• **TASK DIRECTIONS**:
Omit the images and output every line of the data below exactly.

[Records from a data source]
------------------------

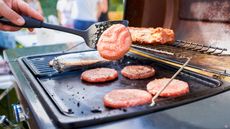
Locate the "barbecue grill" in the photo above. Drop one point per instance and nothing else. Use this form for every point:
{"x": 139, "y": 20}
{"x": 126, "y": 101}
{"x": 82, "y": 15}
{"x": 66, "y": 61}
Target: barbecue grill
{"x": 72, "y": 103}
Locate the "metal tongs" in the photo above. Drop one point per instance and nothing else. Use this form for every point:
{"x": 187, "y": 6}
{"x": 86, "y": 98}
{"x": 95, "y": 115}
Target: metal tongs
{"x": 173, "y": 77}
{"x": 91, "y": 35}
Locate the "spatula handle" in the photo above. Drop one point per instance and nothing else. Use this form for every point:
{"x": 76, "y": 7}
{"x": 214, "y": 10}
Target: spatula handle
{"x": 29, "y": 22}
{"x": 34, "y": 23}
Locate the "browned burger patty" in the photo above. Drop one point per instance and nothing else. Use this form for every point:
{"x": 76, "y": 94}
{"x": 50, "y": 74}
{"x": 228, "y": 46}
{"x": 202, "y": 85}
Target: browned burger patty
{"x": 151, "y": 35}
{"x": 174, "y": 89}
{"x": 123, "y": 98}
{"x": 99, "y": 75}
{"x": 137, "y": 71}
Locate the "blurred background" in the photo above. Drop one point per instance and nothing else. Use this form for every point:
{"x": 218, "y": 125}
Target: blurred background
{"x": 78, "y": 14}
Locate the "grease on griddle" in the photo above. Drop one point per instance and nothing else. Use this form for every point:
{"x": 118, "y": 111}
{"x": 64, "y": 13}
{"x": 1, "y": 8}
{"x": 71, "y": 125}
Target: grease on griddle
{"x": 96, "y": 111}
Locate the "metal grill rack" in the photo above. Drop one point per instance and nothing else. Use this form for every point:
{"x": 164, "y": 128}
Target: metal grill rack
{"x": 187, "y": 45}
{"x": 199, "y": 47}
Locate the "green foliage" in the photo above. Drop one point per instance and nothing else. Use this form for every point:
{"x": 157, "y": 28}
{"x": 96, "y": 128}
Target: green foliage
{"x": 49, "y": 7}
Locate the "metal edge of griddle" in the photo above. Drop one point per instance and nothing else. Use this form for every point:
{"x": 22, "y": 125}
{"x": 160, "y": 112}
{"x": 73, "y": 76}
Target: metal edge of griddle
{"x": 39, "y": 90}
{"x": 35, "y": 72}
{"x": 175, "y": 63}
{"x": 62, "y": 119}
{"x": 68, "y": 122}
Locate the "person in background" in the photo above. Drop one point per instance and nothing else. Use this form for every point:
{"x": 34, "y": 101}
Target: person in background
{"x": 84, "y": 13}
{"x": 11, "y": 10}
{"x": 64, "y": 8}
{"x": 36, "y": 5}
{"x": 103, "y": 6}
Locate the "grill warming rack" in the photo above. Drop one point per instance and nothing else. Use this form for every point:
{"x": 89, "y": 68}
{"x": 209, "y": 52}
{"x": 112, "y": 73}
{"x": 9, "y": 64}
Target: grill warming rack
{"x": 188, "y": 45}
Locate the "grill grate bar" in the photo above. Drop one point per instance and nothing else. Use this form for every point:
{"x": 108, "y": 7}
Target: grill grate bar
{"x": 199, "y": 47}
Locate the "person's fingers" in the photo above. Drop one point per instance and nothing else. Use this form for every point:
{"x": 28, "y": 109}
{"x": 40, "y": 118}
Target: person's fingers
{"x": 25, "y": 9}
{"x": 11, "y": 15}
{"x": 8, "y": 28}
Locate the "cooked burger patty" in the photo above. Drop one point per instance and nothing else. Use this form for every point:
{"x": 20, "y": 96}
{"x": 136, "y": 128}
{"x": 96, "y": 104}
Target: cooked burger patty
{"x": 123, "y": 98}
{"x": 114, "y": 42}
{"x": 137, "y": 72}
{"x": 99, "y": 75}
{"x": 152, "y": 35}
{"x": 174, "y": 89}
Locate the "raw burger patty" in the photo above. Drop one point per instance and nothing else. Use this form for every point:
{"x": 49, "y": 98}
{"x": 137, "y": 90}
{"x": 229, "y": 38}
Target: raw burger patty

------------------------

• **WRITTEN SOLUTION**:
Locate the "barbecue grill" in the photo above. Drop one point per instance and nothing else. Use this form for every point:
{"x": 139, "y": 20}
{"x": 126, "y": 101}
{"x": 82, "y": 15}
{"x": 66, "y": 61}
Target: barbecue grill
{"x": 72, "y": 103}
Locate the "metal tongs" in the photo above. Drop one point per instance and nothing else. Use this form for every point:
{"x": 187, "y": 6}
{"x": 86, "y": 98}
{"x": 95, "y": 115}
Target: metal tongs
{"x": 173, "y": 77}
{"x": 91, "y": 35}
Locate the "spatula handle" in the photo above. Drop one point per instance and nothing else. Use this form for every point:
{"x": 76, "y": 7}
{"x": 214, "y": 10}
Target: spatula handle
{"x": 29, "y": 22}
{"x": 34, "y": 23}
Locate the "browned burger patty" in the photo above. Drop one point per instance and nothing else. Use this form for every point:
{"x": 76, "y": 94}
{"x": 50, "y": 74}
{"x": 228, "y": 46}
{"x": 202, "y": 85}
Target: browned burger patty
{"x": 151, "y": 35}
{"x": 174, "y": 89}
{"x": 123, "y": 98}
{"x": 99, "y": 75}
{"x": 137, "y": 71}
Locate the "blurred background" in the photo above. Drop one point per instance and nothing else. Use this form for every point:
{"x": 218, "y": 125}
Target: blurred background
{"x": 78, "y": 14}
Locate the "grease on griddle" in the photo above. Drop one point per instance and nothing else. Use this form for every point:
{"x": 118, "y": 111}
{"x": 64, "y": 13}
{"x": 1, "y": 8}
{"x": 71, "y": 125}
Target: grease on griddle
{"x": 96, "y": 111}
Locate the "metal grill rack" in the photo above. Drop one point per instance and nothing else. Use this form for every point:
{"x": 164, "y": 128}
Target: metal grill rack
{"x": 187, "y": 45}
{"x": 199, "y": 47}
Locate the "green foliage" in the photo above. Drop one point per instance and nothing else. Use this form for every point:
{"x": 157, "y": 28}
{"x": 96, "y": 128}
Target: green foliage
{"x": 49, "y": 7}
Locate the "metal edge of griddle" in the photo above. Drop one point per instance and nothing else. Use this form for every point:
{"x": 22, "y": 125}
{"x": 160, "y": 112}
{"x": 73, "y": 76}
Target: metal edge of griddle
{"x": 39, "y": 90}
{"x": 35, "y": 72}
{"x": 175, "y": 63}
{"x": 62, "y": 119}
{"x": 68, "y": 122}
Locate the "person in background" in the photo above. Drop one point per instance and nothing else. Use this form for every point:
{"x": 34, "y": 101}
Target: person in background
{"x": 84, "y": 13}
{"x": 11, "y": 10}
{"x": 64, "y": 8}
{"x": 36, "y": 5}
{"x": 103, "y": 6}
Locate the "grill warming rack" in the photo above. Drop one point per instance and nothing else. Use this form for every point:
{"x": 89, "y": 68}
{"x": 209, "y": 52}
{"x": 112, "y": 73}
{"x": 9, "y": 64}
Target: grill warming rack
{"x": 188, "y": 45}
Locate the "grill grate bar" in the photo above. Drop one point per instance and nothing else. Use this form for every point:
{"x": 108, "y": 7}
Target: grill grate bar
{"x": 199, "y": 47}
Locate the "person's fingers" in the photo above. Drop one point per instance and nothing else. Use this form for every point:
{"x": 28, "y": 109}
{"x": 40, "y": 118}
Target: person's fingers
{"x": 25, "y": 9}
{"x": 11, "y": 15}
{"x": 8, "y": 28}
Locate the "cooked burger patty" in the photo above. Drop one point per instance and nothing else. Use this form for every point:
{"x": 20, "y": 96}
{"x": 136, "y": 128}
{"x": 96, "y": 104}
Target: cooked burger patty
{"x": 123, "y": 98}
{"x": 114, "y": 42}
{"x": 137, "y": 72}
{"x": 99, "y": 75}
{"x": 152, "y": 35}
{"x": 174, "y": 89}
Locate the "raw burger patty" in the photo above. Drop one point per instance and nothing else. Use this form for every point:
{"x": 49, "y": 98}
{"x": 137, "y": 90}
{"x": 229, "y": 38}
Target: raw burger patty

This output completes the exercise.